======== Исходные записи ========

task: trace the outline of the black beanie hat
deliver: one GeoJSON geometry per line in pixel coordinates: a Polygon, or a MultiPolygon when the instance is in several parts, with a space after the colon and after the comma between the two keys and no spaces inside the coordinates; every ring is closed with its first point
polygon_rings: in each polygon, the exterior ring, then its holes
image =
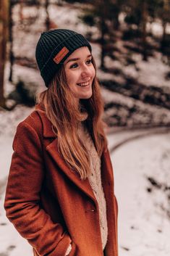
{"type": "Polygon", "coordinates": [[[77,49],[91,46],[83,36],[67,29],[43,32],[39,38],[35,57],[41,75],[48,87],[64,62],[77,49]]]}

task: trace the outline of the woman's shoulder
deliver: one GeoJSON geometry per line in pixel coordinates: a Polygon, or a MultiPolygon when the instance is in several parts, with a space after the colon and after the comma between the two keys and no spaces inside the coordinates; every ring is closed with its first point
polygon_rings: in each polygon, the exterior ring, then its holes
{"type": "Polygon", "coordinates": [[[54,136],[52,124],[40,104],[35,107],[34,110],[17,126],[17,130],[34,131],[36,133],[46,136],[54,136]]]}

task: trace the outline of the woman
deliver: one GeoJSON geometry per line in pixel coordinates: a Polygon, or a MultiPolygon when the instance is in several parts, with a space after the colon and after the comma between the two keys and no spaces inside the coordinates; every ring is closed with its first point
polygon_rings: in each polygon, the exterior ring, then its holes
{"type": "Polygon", "coordinates": [[[17,127],[4,207],[34,255],[117,256],[117,205],[89,42],[43,33],[36,60],[47,90],[17,127]]]}

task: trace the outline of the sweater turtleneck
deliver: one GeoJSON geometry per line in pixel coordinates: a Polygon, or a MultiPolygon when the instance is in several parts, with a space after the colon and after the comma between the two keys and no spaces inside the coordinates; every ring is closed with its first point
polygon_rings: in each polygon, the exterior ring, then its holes
{"type": "MultiPolygon", "coordinates": [[[[86,120],[85,119],[83,121],[86,120]]],[[[84,122],[80,122],[78,127],[78,136],[86,147],[90,161],[91,172],[88,176],[89,183],[98,202],[99,209],[100,227],[103,249],[107,242],[108,226],[106,218],[106,203],[101,182],[101,157],[98,156],[94,143],[84,122]]]]}

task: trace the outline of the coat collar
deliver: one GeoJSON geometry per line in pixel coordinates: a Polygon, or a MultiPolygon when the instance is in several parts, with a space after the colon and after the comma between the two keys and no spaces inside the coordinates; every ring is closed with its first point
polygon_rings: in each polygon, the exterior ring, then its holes
{"type": "MultiPolygon", "coordinates": [[[[42,110],[39,104],[36,106],[35,110],[38,112],[41,119],[43,137],[46,139],[54,138],[52,142],[51,139],[49,140],[49,143],[47,144],[46,151],[52,157],[57,166],[59,167],[59,169],[65,173],[68,178],[71,180],[81,191],[90,197],[91,199],[97,203],[88,179],[86,178],[85,181],[82,181],[76,172],[72,171],[67,167],[66,162],[61,157],[58,150],[56,135],[54,133],[51,123],[47,118],[45,112],[42,110]]],[[[111,180],[111,176],[112,175],[111,164],[110,162],[108,163],[106,160],[108,154],[108,151],[105,151],[101,157],[101,178],[105,191],[106,191],[106,186],[108,185],[107,181],[111,180]]]]}

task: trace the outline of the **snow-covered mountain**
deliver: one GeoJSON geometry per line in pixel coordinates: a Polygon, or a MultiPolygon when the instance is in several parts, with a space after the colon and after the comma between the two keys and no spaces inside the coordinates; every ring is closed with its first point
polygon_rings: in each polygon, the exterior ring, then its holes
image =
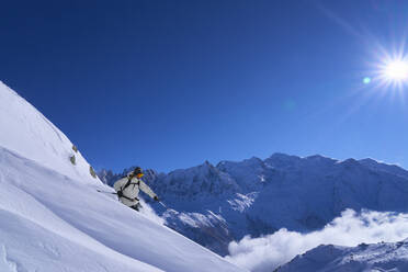
{"type": "Polygon", "coordinates": [[[246,271],[122,205],[72,143],[0,82],[0,271],[246,271]]]}
{"type": "Polygon", "coordinates": [[[170,207],[154,206],[168,226],[223,256],[246,235],[319,229],[347,208],[408,211],[408,171],[373,159],[274,154],[145,180],[170,207]]]}
{"type": "Polygon", "coordinates": [[[276,272],[404,272],[408,271],[408,240],[361,243],[358,247],[320,246],[297,256],[276,272]]]}

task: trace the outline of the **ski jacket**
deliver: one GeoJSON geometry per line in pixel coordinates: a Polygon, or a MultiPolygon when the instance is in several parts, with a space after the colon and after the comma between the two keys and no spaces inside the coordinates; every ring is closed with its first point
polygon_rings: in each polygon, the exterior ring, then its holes
{"type": "Polygon", "coordinates": [[[123,196],[118,199],[126,206],[131,207],[139,203],[138,196],[140,190],[148,194],[151,199],[156,196],[155,192],[143,180],[134,177],[132,178],[129,183],[128,181],[129,177],[124,177],[113,184],[116,193],[118,193],[120,191],[122,192],[123,196]]]}

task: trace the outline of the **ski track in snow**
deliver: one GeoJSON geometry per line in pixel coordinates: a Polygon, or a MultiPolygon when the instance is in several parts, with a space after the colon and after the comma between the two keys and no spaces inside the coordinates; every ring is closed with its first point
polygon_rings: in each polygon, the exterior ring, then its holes
{"type": "Polygon", "coordinates": [[[5,246],[1,246],[0,250],[0,271],[1,272],[23,272],[22,270],[18,271],[18,263],[10,260],[7,253],[5,246]]]}

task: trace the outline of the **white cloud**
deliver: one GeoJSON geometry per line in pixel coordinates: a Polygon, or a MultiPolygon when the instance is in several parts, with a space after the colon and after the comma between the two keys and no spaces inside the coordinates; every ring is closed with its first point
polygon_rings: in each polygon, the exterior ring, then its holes
{"type": "Polygon", "coordinates": [[[252,272],[270,272],[319,245],[354,247],[361,242],[399,241],[408,237],[408,214],[347,209],[324,229],[309,234],[280,229],[273,235],[229,245],[226,259],[252,272]]]}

========

◆ Задание ◆
Выведите строки всех записей выше нумерованным списком без пустых строк. Изображения в ответ не включайте.

◆ Результат ◆
1. task: trace the outline of the black beanie hat
2. deliver: one GeoJSON geometry per line in pixel coordinates: a Polygon, or a MultiPolygon when the instance is in several parts, with a space after the colon and after the comma between the two keys and no spaces inside the coordinates; every ring is closed with its first point
3. polygon_rings: in each polygon, the exterior ring, then its holes
4. image =
5. {"type": "Polygon", "coordinates": [[[77,49],[91,46],[83,36],[67,29],[43,32],[39,38],[35,57],[41,75],[48,87],[64,62],[77,49]]]}
6. task: trace the outline of the woman's shoulder
7. deliver: one GeoJSON geometry per line in pixel coordinates: a Polygon, or a MultiPolygon when the instance is in several parts, with a space after the colon and after the comma between the two keys and no spaces inside the coordinates; every ring is closed with its first point
8. polygon_rings: in each polygon, the exterior ring, then its holes
9. {"type": "Polygon", "coordinates": [[[54,136],[52,124],[40,104],[35,107],[34,110],[17,126],[17,130],[34,131],[36,133],[46,136],[54,136]]]}
10. task: trace the outline of the woman
11. deliver: one GeoJSON geometry per line in pixel coordinates: a Polygon, or a MultiPolygon when the instance is in several parts, with a space after the colon and after the comma between the two keys and no spaces inside the coordinates; every ring is closed with its first point
12. polygon_rings: in each polygon, the exterior ring, then its holes
13. {"type": "Polygon", "coordinates": [[[17,127],[4,207],[34,255],[117,256],[117,205],[89,42],[43,33],[36,60],[47,90],[17,127]]]}
14. task: trace the outline of the sweater turtleneck
15. deliver: one GeoJSON geometry per line in pixel coordinates: a Polygon, or a MultiPolygon when the instance is in several parts, with a space after the colon and after the comma between the two keys and no spaces inside the coordinates; every ring is closed with its first point
16. polygon_rings: in each polygon, the exterior ring, then its holes
17. {"type": "MultiPolygon", "coordinates": [[[[86,120],[85,119],[83,121],[86,120]]],[[[84,122],[80,122],[78,127],[78,136],[86,147],[90,161],[91,172],[88,176],[89,183],[98,202],[99,209],[100,227],[103,249],[107,242],[108,226],[106,218],[106,203],[101,182],[101,157],[98,156],[94,143],[84,122]]]]}
18. task: trace the outline of the coat collar
19. deliver: one GeoJSON geometry per line in pixel coordinates: a Polygon, or a MultiPolygon when the instance is in several parts, with a space after the colon and after the comma between the two keys and no spaces inside the coordinates; every ring is closed with its first point
20. polygon_rings: in each polygon, the exterior ring, then its holes
21. {"type": "MultiPolygon", "coordinates": [[[[42,110],[39,104],[36,106],[35,110],[38,112],[41,119],[43,137],[46,139],[54,138],[52,142],[51,139],[49,140],[49,143],[47,144],[46,151],[52,157],[57,166],[59,167],[59,169],[65,173],[68,178],[71,180],[81,191],[90,197],[91,199],[97,203],[88,179],[86,178],[85,181],[82,181],[76,172],[72,171],[67,167],[66,162],[61,157],[58,150],[56,135],[54,133],[51,123],[47,118],[45,112],[42,110]]],[[[111,180],[111,176],[112,175],[111,164],[110,162],[108,163],[106,160],[108,154],[108,151],[105,151],[101,157],[101,178],[105,191],[106,191],[106,186],[108,185],[107,181],[111,180]]]]}
22. task: trace the outline of the **snow-covered mountain**
23. deliver: one GeoJSON geometry per line in pixel coordinates: a Polygon, or a MultiPolygon when the instance is in several parts, with a space after the colon and after the comma between the two keys and no spaces inside the coordinates; every ring is closed with its first point
24. polygon_rings: in each polygon, the exterior ring, then its holes
25. image =
26. {"type": "Polygon", "coordinates": [[[246,271],[122,205],[72,143],[0,82],[0,271],[246,271]]]}
27. {"type": "Polygon", "coordinates": [[[170,207],[154,206],[168,226],[223,256],[246,235],[319,229],[347,208],[408,211],[408,171],[373,159],[274,154],[145,180],[170,207]]]}
28. {"type": "Polygon", "coordinates": [[[276,272],[404,272],[408,271],[408,240],[361,243],[358,247],[320,246],[297,256],[276,272]]]}
29. task: trace the outline of the **ski jacket**
30. deliver: one GeoJSON geometry per line in pixel coordinates: a Polygon, or a MultiPolygon when the instance is in several parts, with a space after the colon and after the comma between the two keys and no spaces inside the coordinates; every ring is closed with its first point
31. polygon_rings: in each polygon, the exterior ring, then its holes
32. {"type": "Polygon", "coordinates": [[[123,196],[118,199],[126,206],[131,207],[139,203],[138,196],[140,190],[148,194],[151,199],[156,196],[155,192],[143,180],[134,177],[132,178],[129,183],[128,181],[129,177],[124,177],[113,184],[116,193],[118,193],[120,191],[122,192],[123,196]]]}
33. task: trace the outline of the **ski track in snow**
34. deliver: one GeoJSON geometry per line in pixel coordinates: a Polygon, or a MultiPolygon when the instance is in several parts, with a space after the colon and after the comma between the two keys and no spaces inside the coordinates; every ring is closed with its first point
35. polygon_rings: in each polygon, the exterior ring, then its holes
36. {"type": "Polygon", "coordinates": [[[5,246],[1,246],[0,250],[0,271],[1,272],[23,272],[22,270],[18,271],[18,263],[10,260],[7,253],[5,246]]]}
37. task: trace the outline of the **white cloud**
38. deliver: one GeoJSON geometry per line in pixel coordinates: a Polygon, or a MultiPolygon when the instance is in several parts, with a space after the colon and after the comma between the two keys and no spaces inside the coordinates; every ring is closed with its first point
39. polygon_rings: in each polygon, the exterior ring, then its holes
40. {"type": "Polygon", "coordinates": [[[252,272],[270,272],[319,245],[354,247],[361,242],[399,241],[408,237],[408,214],[347,209],[324,229],[309,234],[280,229],[273,235],[229,245],[226,259],[252,272]]]}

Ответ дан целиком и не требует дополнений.